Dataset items

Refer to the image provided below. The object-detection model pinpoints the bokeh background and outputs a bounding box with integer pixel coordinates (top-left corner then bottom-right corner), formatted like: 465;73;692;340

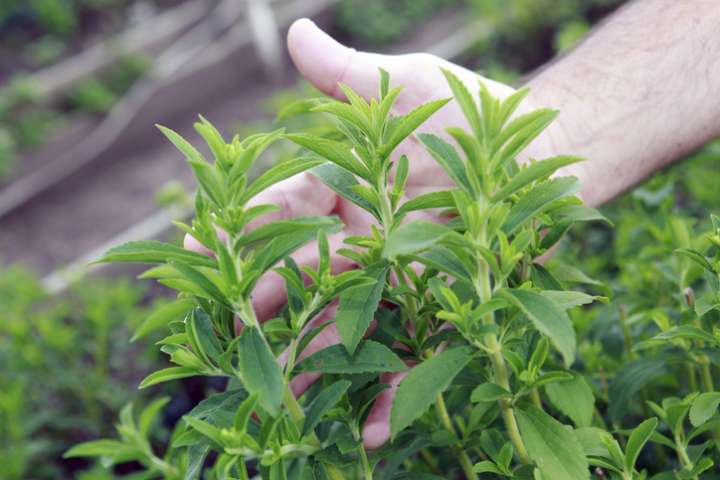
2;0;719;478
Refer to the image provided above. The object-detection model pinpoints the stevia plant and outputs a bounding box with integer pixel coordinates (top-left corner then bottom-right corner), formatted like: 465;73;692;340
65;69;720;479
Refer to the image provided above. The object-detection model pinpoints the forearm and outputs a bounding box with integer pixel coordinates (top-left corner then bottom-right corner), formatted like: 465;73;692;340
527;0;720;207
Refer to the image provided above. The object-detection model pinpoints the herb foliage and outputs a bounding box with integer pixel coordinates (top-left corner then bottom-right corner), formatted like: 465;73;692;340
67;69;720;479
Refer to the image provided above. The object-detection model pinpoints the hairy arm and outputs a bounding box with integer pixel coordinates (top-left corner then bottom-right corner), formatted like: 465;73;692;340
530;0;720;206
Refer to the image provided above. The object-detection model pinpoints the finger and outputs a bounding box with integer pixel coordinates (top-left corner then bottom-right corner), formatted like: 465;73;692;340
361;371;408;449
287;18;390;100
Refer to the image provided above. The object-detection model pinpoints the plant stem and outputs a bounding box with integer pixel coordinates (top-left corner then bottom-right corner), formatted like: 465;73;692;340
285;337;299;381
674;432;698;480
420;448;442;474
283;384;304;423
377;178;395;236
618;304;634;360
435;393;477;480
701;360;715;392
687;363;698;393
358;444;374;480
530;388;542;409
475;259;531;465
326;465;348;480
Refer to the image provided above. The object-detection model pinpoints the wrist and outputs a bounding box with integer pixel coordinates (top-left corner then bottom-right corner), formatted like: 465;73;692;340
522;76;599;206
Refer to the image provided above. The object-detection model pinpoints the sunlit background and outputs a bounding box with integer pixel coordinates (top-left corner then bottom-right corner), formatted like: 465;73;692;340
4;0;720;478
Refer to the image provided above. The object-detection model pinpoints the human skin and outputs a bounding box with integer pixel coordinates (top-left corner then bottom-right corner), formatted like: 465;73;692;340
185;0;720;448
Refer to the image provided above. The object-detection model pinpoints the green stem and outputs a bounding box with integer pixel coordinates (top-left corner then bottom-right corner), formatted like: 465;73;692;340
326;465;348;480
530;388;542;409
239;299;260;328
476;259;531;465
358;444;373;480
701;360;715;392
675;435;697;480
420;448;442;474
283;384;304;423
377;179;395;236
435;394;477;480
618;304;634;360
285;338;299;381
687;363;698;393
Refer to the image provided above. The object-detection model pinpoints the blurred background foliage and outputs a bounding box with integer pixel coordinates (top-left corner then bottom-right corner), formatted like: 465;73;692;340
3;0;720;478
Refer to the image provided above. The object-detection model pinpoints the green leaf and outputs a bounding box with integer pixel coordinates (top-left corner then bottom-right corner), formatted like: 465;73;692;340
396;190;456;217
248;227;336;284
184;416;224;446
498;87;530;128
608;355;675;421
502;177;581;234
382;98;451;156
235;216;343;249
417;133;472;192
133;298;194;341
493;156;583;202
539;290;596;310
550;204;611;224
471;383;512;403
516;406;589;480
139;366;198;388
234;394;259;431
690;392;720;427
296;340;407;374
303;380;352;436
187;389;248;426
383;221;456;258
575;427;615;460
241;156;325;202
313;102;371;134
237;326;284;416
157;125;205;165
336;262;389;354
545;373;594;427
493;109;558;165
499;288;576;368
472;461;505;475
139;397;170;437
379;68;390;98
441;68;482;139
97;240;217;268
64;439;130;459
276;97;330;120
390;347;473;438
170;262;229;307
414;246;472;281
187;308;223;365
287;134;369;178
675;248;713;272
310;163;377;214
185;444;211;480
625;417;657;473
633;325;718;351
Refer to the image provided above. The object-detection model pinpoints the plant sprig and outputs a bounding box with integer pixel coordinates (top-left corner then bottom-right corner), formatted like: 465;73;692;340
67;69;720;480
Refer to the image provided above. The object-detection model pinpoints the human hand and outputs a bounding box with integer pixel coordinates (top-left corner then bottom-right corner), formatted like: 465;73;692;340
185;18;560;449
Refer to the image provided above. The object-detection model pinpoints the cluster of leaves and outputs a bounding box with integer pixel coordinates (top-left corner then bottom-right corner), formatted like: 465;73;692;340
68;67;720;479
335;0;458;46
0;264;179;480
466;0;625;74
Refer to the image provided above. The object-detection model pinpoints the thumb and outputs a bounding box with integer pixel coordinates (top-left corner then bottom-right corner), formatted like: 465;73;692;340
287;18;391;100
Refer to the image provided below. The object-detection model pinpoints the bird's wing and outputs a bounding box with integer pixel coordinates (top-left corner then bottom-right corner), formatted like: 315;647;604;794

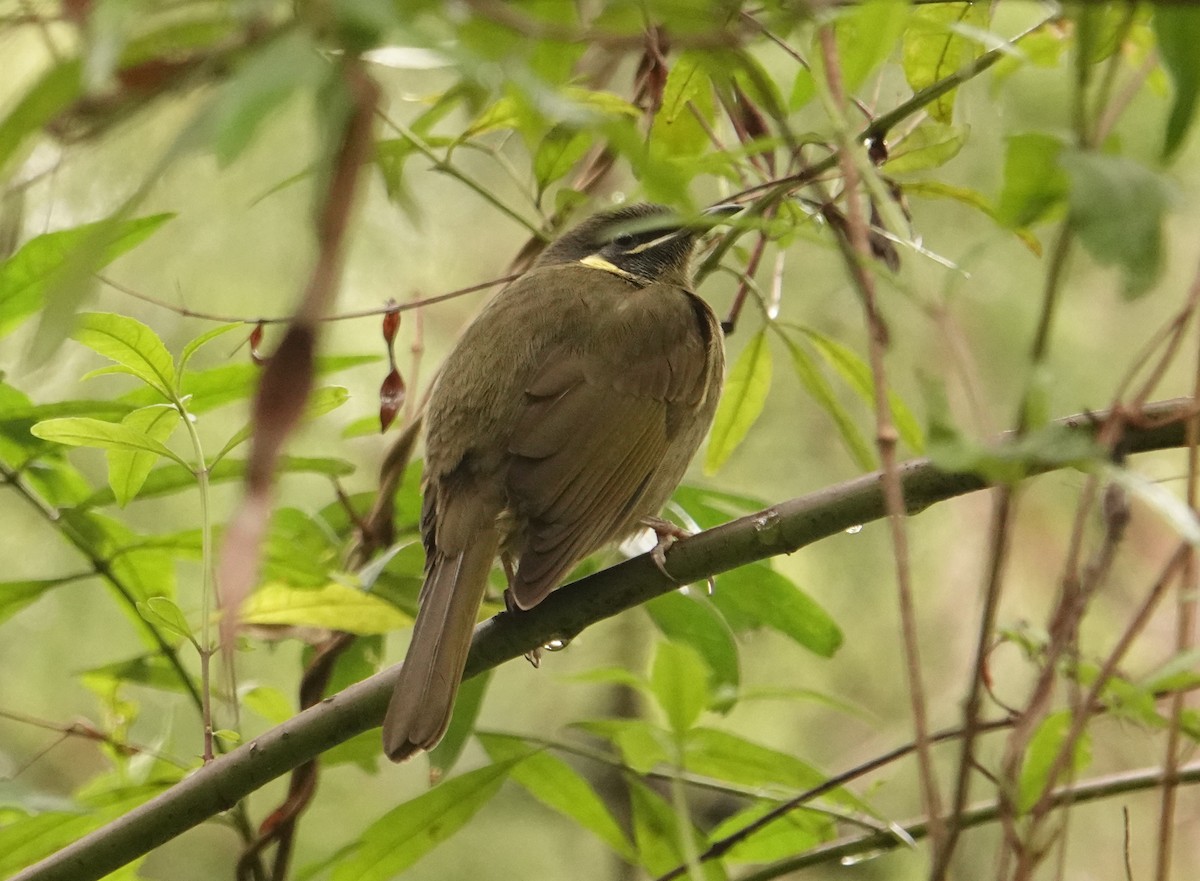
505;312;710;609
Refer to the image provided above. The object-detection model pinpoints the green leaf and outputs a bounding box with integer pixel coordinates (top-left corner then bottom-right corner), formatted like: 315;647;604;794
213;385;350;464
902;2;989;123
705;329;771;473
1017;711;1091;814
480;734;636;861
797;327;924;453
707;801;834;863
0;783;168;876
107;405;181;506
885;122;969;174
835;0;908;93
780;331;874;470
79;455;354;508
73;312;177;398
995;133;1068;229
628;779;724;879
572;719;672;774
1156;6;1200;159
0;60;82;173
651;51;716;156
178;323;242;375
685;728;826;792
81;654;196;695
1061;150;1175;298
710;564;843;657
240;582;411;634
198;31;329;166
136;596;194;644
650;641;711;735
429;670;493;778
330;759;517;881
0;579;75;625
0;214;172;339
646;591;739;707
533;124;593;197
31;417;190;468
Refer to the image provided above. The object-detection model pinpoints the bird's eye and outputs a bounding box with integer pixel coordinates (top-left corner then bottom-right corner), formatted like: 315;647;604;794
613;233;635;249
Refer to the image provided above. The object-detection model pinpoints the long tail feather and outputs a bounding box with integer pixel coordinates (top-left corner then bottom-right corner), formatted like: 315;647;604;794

Task: With the pictures stripped out, return each record word for word.

Written response:
Refer to the image provided below. The object-detection model pinpoints the bokeh background and outputs a bounding box with integer pixel coordinates (top-left corner then bottom-right corner), formatted like: 465;73;692;340

2;0;719;478
Refer to the image provided above. The object-detection model pinpoints the stevia plant and outputs a bounding box with integer pixel coordinates (top-left corner then bottom-right corner), formatted like: 465;73;692;340
65;69;720;479
Refer to the image provided above. The object-detection model pinpoints the forearm and outputs a bounding box with integer pixel coordinates (top-left corner then bottom-right corner), formatted like: 465;73;692;340
527;0;720;207
Refer to the image provided above. The object-detection model pinpoints the herb foliage and outputs a bounding box with integer pixel coordinates (top-left corner then bottom-right corner), formatted like: 465;73;692;340
67;69;720;479
Refer to the image provided above. The object-detection model pinpoints the hairy arm and outputs a bounding box with integer pixel coordinates (top-left corner then bottom-right corner), formatted like: 465;73;692;340
530;0;720;206
Refer to the image provided above. The object-detection model pinpoints the finger and outputs a bounding box with integer pixel coordinates (top-left corner then bottom-right corner), formatted like: 465;73;692;340
361;371;408;449
287;18;390;100
Refer to the image provided above. The object-detection model pinpoints the plant stem and outputs a bounding box with integer pixel coordinates (top-left corner then bottom-right corner), formatted like: 465;73;692;340
285;337;299;381
674;432;698;480
420;448;442;474
283;384;304;423
377;178;395;236
618;304;634;360
435;393;477;480
701;360;715;392
687;363;698;393
358;444;374;480
530;388;542;409
475;259;531;465
326;465;348;480
Refer to the image provided above. The object-detection model pinpoints the wrist and outputs a bounding box with integer pixel coordinates (top-left corner then bottom-right corner), formatted like: 465;73;692;340
522;76;599;206
Refer to the image provided above. The object-detection model pinpoints the sunlit background and outputs a bounding box with integer pixel coordinates (top-left corner then bottom-right corner), formatted like: 465;73;692;340
4;0;720;478
Refer to the image provided above. The object-detection model pinpoints the human skin and outputs a bounding box with integer pixel coordinates (top-left corner then bottom-right corner), formatted like: 465;73;692;340
185;0;720;448
Refer to the image provided above. The object-detection model pinpoints the green stem and outputs a bounding box with integer pixel coordinates (top-left corner then bottom-right corner), formatted like: 465;73;692;340
326;465;348;480
530;388;542;409
239;299;260;328
476;259;531;465
358;444;373;480
701;360;715;392
675;435;697;480
420;448;442;474
283;384;304;423
377;179;395;236
435;394;477;480
618;304;634;360
285;338;299;381
687;363;698;393
Refer to the image provided above. The object-detection model pinpoints the blurred background foliage and outputs a bounding box with integer pixel coordinates (top-left corner then bottom-right corner), formatted like: 465;73;692;340
3;0;720;478
Refer to the image provided above. The object-detection model pinpoints the green leaf and outputs a bounding box with integer pixel coordinates (top-left corner then bottom-right corner), formatted like: 465;73;692;340
396;190;456;217
248;227;336;284
184;416;224;446
498;87;530;128
608;355;675;421
502;177;581;234
382;98;451;156
235;216;343;249
417;133;472;192
133;298;194;341
493;156;583;202
539;290;596;310
550;204;611;224
471;383;512;403
516;406;589;480
139;366;198;388
234;394;259;431
690;392;720;427
296;340;407;374
303;380;352;436
187;389;248;426
383;221;456;258
575;427;615;460
241;156;325;202
313;102;371;134
237;326;284;416
157;125;205;165
336;262;389;354
545;373;594;427
493;109;558;165
499;288;576;368
472;461;505;475
139;397;170;437
379;68;390;98
441;68;482;139
97;240;217;268
64;439;130;459
276;97;330;120
390;347;473;438
170;262;229;307
414;246;472;281
187;308;223;365
287;134;369;178
675;248;713;272
310;163;377;214
185;444;211;480
625;417;657;473
633;325;718;351
Refer to the image provided above. The object-detection model pinpoints the plant sprig and outputs a bounding box with integer pixel coordinates (top-left corner then bottom-right corner), formatted like: 465;73;692;340
67;69;720;480
Refer to the image provided above. The object-detection model pinpoints the human hand and outputs a bounding box with integer pixel coordinates (top-left corner then bottom-right corner), formatted like: 465;73;692;340
185;18;560;449
Refer to the image provided above. The object-detection model pinpoints the cluster of leaves and outputs a bounding box with integer pixel coordinates (top-left corner then bottom-right corner), formatted like: 465;73;692;340
68;67;720;479
335;0;458;46
0;264;179;480
466;0;625;74
Refer to the image provided above. The object-detection model pinpoints the thumb and outputs a bounding box with integer pixel coordinates (top-left corner then bottom-right corner), formatted like: 465;73;692;340
287;18;391;100
Refer to the image provided below. The object-detection model pinpoints the bird's wing and outputs a bounding box with integer pixel coordinates (top-left corner then bottom-right corner), formatted like: 315;647;604;794

505;312;710;609
Refer to the image provided above. The object-detection model pinpoints the green leaf and outputs a bounding box with integer pixel coordinates (top-left corner then bottom-right corner), formatted like: 315;647;604;794
213;385;350;464
902;2;989;123
705;329;771;473
1017;711;1091;814
480;734;636;861
797;327;924;453
707;801;834;863
0;783;168;876
107;405;181;506
885;122;969;174
835;0;908;93
780;331;874;470
79;455;354;508
73;312;177;398
995;133;1068;229
628;779;724;879
572;719;672;774
1156;6;1200;159
0;60;82;173
651;51;716;156
178;323;242;375
685;728;826;792
81;654;196;695
1061;150;1175;298
710;564;843;657
240;582;411;634
198;31;329;166
136;596;194;644
650;641;711;735
429;670;493;778
330;759;517;881
0;579;75;625
0;214;172;339
646;591;739;707
533;124;593;197
31;417;190;468
Refer to the image provided above. The object-detection model pinpoints the bird's eye and outputs a bounding box with integer pixel coordinates (top-left corner then bottom-right corner), formatted like: 315;647;604;794
613;233;635;249
Refer to the image provided above. The object-detection model pinpoints the long tail feather and outputs a bounding box with integer pixel coordinates (top-left corner then bottom-right corner), formatted like: 315;647;604;794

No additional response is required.